### TEXTE FOURNI ###
Les rhumatologues risquent-ils de devenir une espèce en voie de disparition ? « Sans aller jusque-là, il est clair que nous sommes confrontés aujourd’hui à des défis qui vont avoir un impact sur le profil de notre spécialité. Il est évident que, demain, les rhumatologues libéraux ne seront sans doute plus aussi nombreux qu’aujourd’hui et auront un exercice différent, dans des cabinets de groupes à vocation pluri-professionnelle », explique le Dr Jean-Philippe Sanchez. L’atlas 2013 de l’Ordre des médecins apporte un éclairage intéressant sur la situation démographique : en 2012, on recensait 2 400 rhumatologues, répartis de manière relativement inégale sur le territoire. « On constate que, sans surprise, les zones de plus forte densité sont l’Ile-de-France, Rhône-Alpes, PACA mais aussi le sud-ouest et, à un degré moindre, la pointe bretonne et la Normandie », constate le Dr Sanchez.
Sur ces 2 400 rhumatologues, on dénombre 1 360 hommes et 1 040 femmes. « La féminisation de notre spécialité est une autre tendance majeure. Bientôt, les femmes seront majoritaires et il est clair que cela va être impact sur les modes d’exercice. Il faut rester prudent sur cette affirmation qui voudrait que les femmes médecins travaillent moins que les hommes. Elles ont certes des contraintes familiales mais aussi une autre façon d’organiser leur activité. Mais une chose semble certaine : cette féminisation devrait accentuer cet attrait pour un exercice salarié plutôt que libéral », souligne le Dr Sanchez.
###
TÂCHE 1: D'après le texte sur la démographie des rhumatologues, combien de femmes comptait-on parmi les 2 400 rhumatologues recensés ?
TÂCHE 2: Reprenez le texte sur la démographie des rhumatologues là où il s'arrête et poursuivez-le.
Les entrées proviennent d'une autre source.
### EXTRAITS DE DONNÉES ###
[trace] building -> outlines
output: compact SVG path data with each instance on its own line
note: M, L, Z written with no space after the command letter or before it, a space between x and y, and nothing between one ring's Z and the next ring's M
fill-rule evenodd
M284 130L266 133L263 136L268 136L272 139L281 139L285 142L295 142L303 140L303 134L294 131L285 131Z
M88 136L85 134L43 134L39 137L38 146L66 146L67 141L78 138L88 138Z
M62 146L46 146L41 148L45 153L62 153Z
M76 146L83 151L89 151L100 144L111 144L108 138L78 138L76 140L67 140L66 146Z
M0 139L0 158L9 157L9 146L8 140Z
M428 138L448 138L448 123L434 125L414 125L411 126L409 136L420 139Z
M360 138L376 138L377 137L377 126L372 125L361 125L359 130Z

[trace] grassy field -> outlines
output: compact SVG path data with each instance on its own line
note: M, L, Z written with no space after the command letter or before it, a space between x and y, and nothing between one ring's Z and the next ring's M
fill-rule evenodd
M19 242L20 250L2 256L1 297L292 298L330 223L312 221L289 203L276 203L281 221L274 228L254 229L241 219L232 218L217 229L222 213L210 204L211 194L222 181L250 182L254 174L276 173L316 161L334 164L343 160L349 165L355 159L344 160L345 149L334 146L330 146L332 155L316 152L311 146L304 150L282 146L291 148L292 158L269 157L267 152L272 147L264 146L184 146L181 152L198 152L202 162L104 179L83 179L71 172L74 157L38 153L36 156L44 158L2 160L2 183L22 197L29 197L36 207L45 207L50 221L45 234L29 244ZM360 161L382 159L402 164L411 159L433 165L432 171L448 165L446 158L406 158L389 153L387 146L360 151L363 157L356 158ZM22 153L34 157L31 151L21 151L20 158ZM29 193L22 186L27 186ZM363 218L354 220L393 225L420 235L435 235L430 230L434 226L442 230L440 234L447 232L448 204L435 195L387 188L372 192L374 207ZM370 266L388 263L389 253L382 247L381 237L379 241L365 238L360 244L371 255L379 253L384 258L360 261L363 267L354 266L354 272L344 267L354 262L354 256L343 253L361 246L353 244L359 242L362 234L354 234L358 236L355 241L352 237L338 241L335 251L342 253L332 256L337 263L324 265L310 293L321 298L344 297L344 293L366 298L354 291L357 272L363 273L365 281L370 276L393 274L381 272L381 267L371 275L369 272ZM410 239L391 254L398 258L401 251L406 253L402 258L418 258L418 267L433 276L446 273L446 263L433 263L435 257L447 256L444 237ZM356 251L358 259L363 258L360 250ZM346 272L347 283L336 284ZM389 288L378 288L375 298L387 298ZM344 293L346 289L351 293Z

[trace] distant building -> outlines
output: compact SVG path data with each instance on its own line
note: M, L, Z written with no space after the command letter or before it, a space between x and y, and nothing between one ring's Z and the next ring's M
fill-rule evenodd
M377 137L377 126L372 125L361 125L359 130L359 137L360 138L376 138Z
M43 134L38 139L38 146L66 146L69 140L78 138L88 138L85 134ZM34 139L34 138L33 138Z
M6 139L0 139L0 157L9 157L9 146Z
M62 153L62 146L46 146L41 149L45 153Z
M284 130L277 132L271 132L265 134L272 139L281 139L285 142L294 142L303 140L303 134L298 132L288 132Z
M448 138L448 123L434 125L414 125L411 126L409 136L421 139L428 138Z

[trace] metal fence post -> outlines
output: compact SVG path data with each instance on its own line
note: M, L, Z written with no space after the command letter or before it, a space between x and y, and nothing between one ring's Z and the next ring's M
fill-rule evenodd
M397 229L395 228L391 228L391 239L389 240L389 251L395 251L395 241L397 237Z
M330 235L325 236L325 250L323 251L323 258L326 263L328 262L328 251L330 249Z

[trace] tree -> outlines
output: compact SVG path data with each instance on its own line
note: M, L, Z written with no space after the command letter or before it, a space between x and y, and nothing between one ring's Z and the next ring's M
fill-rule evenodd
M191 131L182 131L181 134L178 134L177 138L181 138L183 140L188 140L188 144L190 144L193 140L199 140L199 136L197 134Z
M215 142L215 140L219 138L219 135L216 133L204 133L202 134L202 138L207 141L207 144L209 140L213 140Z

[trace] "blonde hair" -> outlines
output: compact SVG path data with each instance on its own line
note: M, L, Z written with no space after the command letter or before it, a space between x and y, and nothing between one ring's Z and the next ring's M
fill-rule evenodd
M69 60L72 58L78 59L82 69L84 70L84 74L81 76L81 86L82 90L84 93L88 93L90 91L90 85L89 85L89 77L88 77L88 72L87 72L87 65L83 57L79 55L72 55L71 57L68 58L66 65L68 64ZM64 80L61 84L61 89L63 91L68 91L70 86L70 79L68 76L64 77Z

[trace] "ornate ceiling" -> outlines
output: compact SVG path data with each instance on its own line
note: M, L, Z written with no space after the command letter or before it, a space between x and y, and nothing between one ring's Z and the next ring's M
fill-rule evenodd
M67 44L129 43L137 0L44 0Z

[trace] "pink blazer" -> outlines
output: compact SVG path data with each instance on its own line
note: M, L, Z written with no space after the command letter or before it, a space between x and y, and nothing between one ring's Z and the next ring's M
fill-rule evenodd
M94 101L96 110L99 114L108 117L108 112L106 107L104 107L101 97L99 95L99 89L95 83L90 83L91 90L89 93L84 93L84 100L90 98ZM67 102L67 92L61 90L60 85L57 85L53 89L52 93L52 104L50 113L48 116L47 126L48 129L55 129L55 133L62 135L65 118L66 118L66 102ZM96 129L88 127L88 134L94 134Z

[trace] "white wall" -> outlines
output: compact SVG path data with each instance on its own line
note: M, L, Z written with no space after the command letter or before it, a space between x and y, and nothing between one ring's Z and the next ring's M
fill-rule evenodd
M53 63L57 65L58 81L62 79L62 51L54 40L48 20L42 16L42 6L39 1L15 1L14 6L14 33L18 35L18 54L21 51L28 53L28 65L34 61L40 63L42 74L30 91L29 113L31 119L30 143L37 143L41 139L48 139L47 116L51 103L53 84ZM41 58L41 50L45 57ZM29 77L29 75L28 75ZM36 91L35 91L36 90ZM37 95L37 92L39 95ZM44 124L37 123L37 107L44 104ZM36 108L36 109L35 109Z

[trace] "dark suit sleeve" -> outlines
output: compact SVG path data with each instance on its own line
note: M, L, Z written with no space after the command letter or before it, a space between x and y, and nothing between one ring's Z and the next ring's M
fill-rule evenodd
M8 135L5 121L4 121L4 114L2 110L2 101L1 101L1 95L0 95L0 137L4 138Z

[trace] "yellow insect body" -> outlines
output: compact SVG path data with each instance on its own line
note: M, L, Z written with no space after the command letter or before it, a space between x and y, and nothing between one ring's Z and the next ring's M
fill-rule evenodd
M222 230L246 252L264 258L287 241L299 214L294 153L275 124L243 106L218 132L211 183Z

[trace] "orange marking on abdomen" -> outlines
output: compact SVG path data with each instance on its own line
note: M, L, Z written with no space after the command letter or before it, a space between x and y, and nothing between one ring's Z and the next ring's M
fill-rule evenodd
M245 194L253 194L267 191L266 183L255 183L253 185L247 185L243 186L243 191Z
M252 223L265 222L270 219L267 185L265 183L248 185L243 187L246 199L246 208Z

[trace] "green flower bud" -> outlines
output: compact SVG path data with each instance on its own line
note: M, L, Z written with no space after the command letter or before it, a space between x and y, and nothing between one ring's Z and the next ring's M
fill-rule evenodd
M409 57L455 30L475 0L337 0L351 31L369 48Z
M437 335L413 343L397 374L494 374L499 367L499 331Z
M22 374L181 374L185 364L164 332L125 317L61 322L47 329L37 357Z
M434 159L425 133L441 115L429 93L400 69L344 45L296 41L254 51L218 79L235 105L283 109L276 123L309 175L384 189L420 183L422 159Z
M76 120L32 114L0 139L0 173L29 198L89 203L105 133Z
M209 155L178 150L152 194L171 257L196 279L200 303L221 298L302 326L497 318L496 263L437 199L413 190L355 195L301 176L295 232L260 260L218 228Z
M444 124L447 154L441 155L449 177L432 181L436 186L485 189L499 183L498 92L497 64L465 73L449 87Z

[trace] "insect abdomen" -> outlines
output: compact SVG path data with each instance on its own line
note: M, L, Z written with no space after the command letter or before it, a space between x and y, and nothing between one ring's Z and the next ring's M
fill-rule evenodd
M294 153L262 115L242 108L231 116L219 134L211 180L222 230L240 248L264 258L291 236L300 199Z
###
RÉPONSE 1: On comptait 1 040 femmes.

RÉPONSE 2:
Autre constat : sur ces 2 400 rhumatologues, on dénombre 1 201 libéraux, 490 praticiens ayant un exercice mixte, 707 salariés et 2 divers. « À l’avenir, cette répartition devrait évoluer avec, sans doute, une baisse du nombre des rhumatologues libéraux. On le sait : les nouvelles générations privilégient aujourd’hui plus volontiers un exercice salarié et hospitalier que libéral. Et ce phénomène ne touche pas uniquement les jeunes femmes médecins », souligne le Dr Sanchez.
Faut-il prévoir dans les années à venir une baisse importante du nombre de rhumatologues ? « En 2009, une étude de la Drees avait tiré la sonnette d’alarme en indiquant qu’à l’horizon 2030, les effectifs risquaient de baisser de 2 29,8 % soit 1 800 rhumatologues. Mais cette projection avait été faite sans relèvement du numerus clausus. Or, on sait qu’il y a eu une augmentation du nombre de postes d’internes dans le plan 2012-2016. Chaque année, entre 80 et 87 rhumatologues devraient être formés. Au total, sur 4 ans, on devrait atteindre un total de 422 nouveaux rhumatologues. Ce relèvement devrait permettre d’avoir une baisse des effectifs moins importante qu’annoncée. Mais il ne permettra pas de compenser tous les départs à la retraite qui vont inéluctablement se produire au cours des prochaines années en raison du vieillissement de notre spécialité », souligne le Dr Sanchez.
Selon lui, ces futurs rhumatologues risquent d’être déçus car ils ne trouveront pas tous des postes hospitaliers . « Nous avons fait une étude montrant que sur ces 422 rhumatologues, environ 130, peut-être 150 ou 170 au mieux, auront un poste salarié. Les autres devront donc s’orienter vers un exercice libéral », souligne le Dr Sanchez.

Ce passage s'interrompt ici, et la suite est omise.